>> Start LISTED ENTRIES
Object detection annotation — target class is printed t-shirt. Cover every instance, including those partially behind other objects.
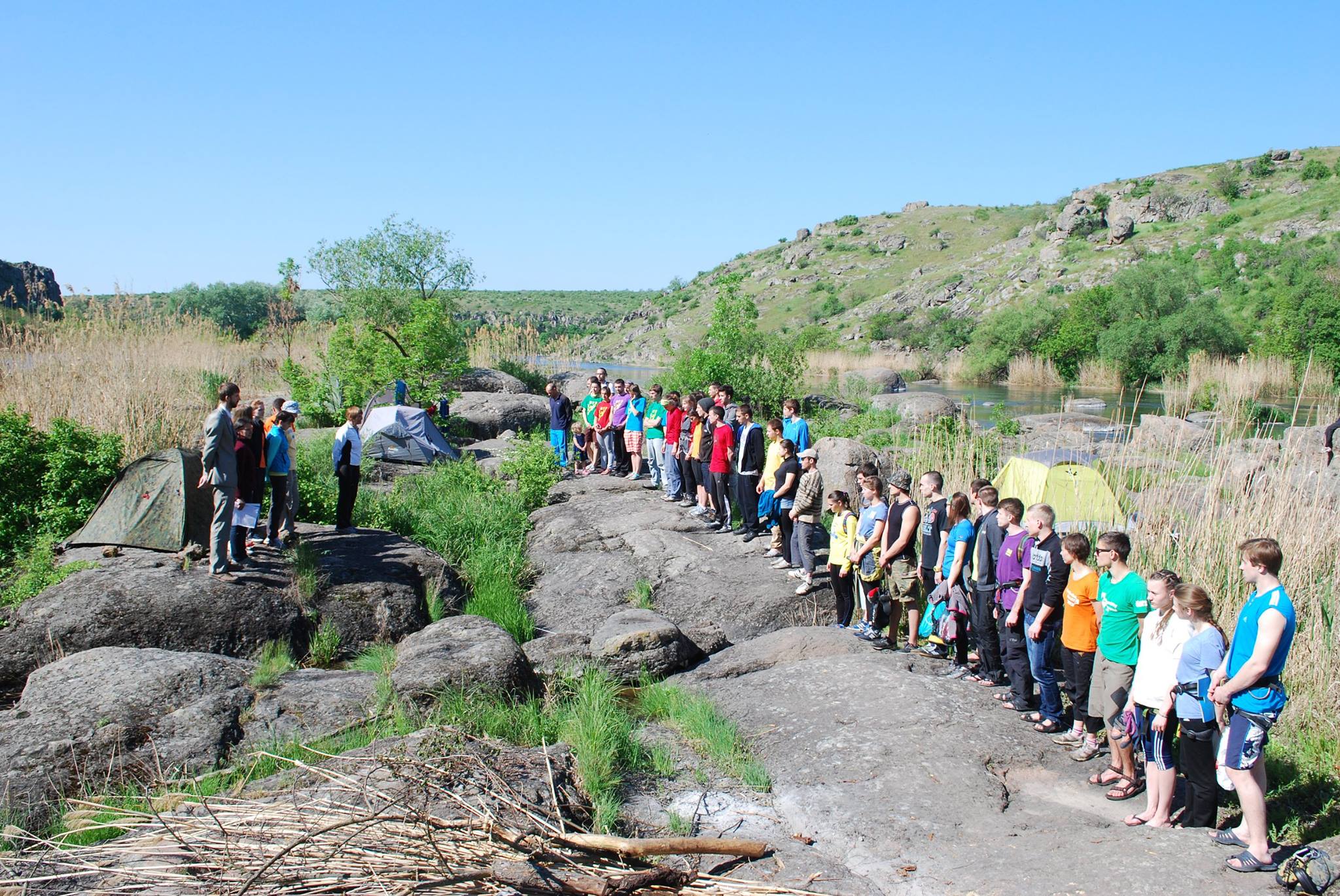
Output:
[996,529,1028,611]
[762,441,781,492]
[707,423,735,473]
[624,398,647,432]
[856,501,889,538]
[1061,569,1097,653]
[937,520,973,585]
[646,402,666,439]
[1097,572,1150,666]
[1176,625,1225,722]
[921,498,949,569]
[1227,585,1297,712]
[1131,610,1191,710]
[579,395,601,426]
[610,392,633,426]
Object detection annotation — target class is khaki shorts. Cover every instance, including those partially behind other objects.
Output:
[1088,651,1135,727]
[885,560,921,604]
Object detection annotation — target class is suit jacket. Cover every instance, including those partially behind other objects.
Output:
[200,404,237,491]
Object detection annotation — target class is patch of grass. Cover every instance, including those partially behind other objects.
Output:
[251,640,298,690]
[307,620,340,668]
[0,537,98,607]
[629,579,655,610]
[638,680,772,790]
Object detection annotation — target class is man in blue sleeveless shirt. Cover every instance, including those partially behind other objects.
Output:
[1210,538,1296,872]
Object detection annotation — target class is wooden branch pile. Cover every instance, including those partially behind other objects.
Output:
[0,757,803,896]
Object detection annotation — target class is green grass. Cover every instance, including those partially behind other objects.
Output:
[0,538,98,607]
[629,579,657,610]
[251,640,298,690]
[638,681,772,790]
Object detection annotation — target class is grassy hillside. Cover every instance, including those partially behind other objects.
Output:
[591,147,1340,360]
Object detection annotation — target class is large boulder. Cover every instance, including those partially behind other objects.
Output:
[0,261,62,308]
[448,367,531,394]
[815,436,889,501]
[391,616,536,699]
[239,668,376,751]
[1131,414,1214,451]
[0,548,308,693]
[451,392,550,439]
[870,392,958,426]
[844,367,907,394]
[0,647,252,822]
[590,608,702,681]
[299,526,465,656]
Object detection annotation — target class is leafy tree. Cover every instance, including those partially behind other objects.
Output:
[670,273,805,413]
[168,280,279,339]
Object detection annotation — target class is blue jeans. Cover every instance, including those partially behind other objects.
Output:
[661,439,683,498]
[1024,613,1061,722]
[550,430,568,466]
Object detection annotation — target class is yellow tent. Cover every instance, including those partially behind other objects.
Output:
[993,449,1125,532]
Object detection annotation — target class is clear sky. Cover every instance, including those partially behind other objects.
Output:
[0,0,1340,292]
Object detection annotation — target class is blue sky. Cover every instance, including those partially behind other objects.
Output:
[0,0,1340,292]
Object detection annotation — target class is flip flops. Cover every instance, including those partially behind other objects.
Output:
[1224,849,1278,872]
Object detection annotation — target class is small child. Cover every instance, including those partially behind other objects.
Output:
[828,492,856,628]
[1052,532,1103,751]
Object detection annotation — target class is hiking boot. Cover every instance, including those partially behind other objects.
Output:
[1070,738,1104,762]
[1052,729,1084,749]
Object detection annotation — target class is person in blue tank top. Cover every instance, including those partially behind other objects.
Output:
[1208,538,1297,872]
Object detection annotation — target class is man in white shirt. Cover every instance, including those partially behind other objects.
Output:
[331,407,363,532]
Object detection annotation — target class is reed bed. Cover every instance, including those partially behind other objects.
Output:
[1005,355,1065,388]
[468,320,580,372]
[0,309,325,457]
[0,754,803,896]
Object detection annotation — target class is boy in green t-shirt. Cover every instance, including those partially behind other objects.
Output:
[1070,532,1150,800]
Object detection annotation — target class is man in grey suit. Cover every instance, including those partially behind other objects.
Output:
[200,383,241,581]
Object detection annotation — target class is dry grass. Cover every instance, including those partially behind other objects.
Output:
[1078,359,1121,392]
[1005,355,1065,388]
[0,296,325,457]
[469,320,580,371]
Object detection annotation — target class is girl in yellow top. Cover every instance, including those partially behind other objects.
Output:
[754,418,781,557]
[828,492,856,628]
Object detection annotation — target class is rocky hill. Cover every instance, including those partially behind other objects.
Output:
[590,147,1340,362]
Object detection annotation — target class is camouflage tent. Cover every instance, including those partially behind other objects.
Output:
[65,449,213,551]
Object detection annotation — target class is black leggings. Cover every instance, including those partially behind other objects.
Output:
[777,508,799,565]
[828,564,856,625]
[270,473,288,543]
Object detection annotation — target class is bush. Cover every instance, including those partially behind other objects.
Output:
[0,407,122,564]
[1303,158,1331,181]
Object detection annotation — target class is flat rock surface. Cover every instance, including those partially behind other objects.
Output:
[528,475,813,642]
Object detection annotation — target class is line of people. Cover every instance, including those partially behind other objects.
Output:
[547,371,1296,872]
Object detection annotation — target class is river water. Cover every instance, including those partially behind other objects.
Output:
[533,358,1330,430]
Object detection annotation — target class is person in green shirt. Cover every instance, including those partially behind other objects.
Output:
[1070,532,1150,800]
[642,383,666,489]
[578,376,601,473]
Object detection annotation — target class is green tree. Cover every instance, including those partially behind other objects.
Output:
[670,273,805,414]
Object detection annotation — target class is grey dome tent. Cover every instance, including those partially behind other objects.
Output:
[359,404,461,464]
[65,449,213,551]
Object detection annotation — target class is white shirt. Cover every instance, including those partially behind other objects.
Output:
[331,423,363,470]
[1131,610,1195,711]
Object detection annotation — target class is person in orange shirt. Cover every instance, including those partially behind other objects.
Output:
[1052,532,1103,750]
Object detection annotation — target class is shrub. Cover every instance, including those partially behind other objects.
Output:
[1303,158,1331,181]
[1210,165,1242,199]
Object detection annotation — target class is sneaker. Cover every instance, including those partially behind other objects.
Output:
[1070,738,1103,762]
[1052,729,1084,749]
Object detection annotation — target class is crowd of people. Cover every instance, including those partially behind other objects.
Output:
[546,370,1296,872]
[198,383,363,583]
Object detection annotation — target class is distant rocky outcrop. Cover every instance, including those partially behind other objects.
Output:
[0,261,63,308]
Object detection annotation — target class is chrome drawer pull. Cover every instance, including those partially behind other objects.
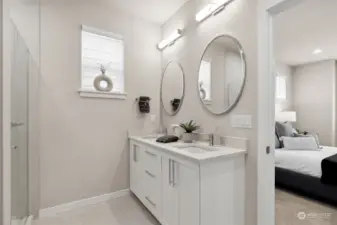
>> End LISTED ENTRIES
- _SHORT TASK_:
Return, verbatim, the lines of the records from the line containing "Object detection annotation — target class is man in white" through the line containing "[469,320,580,371]", including both of those lines.

- _EXPECTED ANSWER_:
Object detection annotation — target class is man in white shirt. Cover every instance, including those partially behind other objects.
Output:
[331,407,363,532]
Object detection annotation — target class is reed bed. Cover every instance, including those partially behind other objects.
Output:
[1005,355,1065,388]
[468,320,580,372]
[0,309,325,457]
[0,754,803,896]
Object detection annotation — target class is boy in green t-shirt. Cover every instance, including those partially behind other objects.
Output:
[1070,532,1150,800]
Object detection annotation — target class is man in grey suit. Cover every instance, including those partially behind other objects.
Output:
[200,383,241,581]
Object detection annotation — target class is dry grass. Cover every instance, including those partially behind other objects.
Output:
[1078,359,1121,392]
[1005,355,1065,388]
[0,296,325,457]
[469,320,580,371]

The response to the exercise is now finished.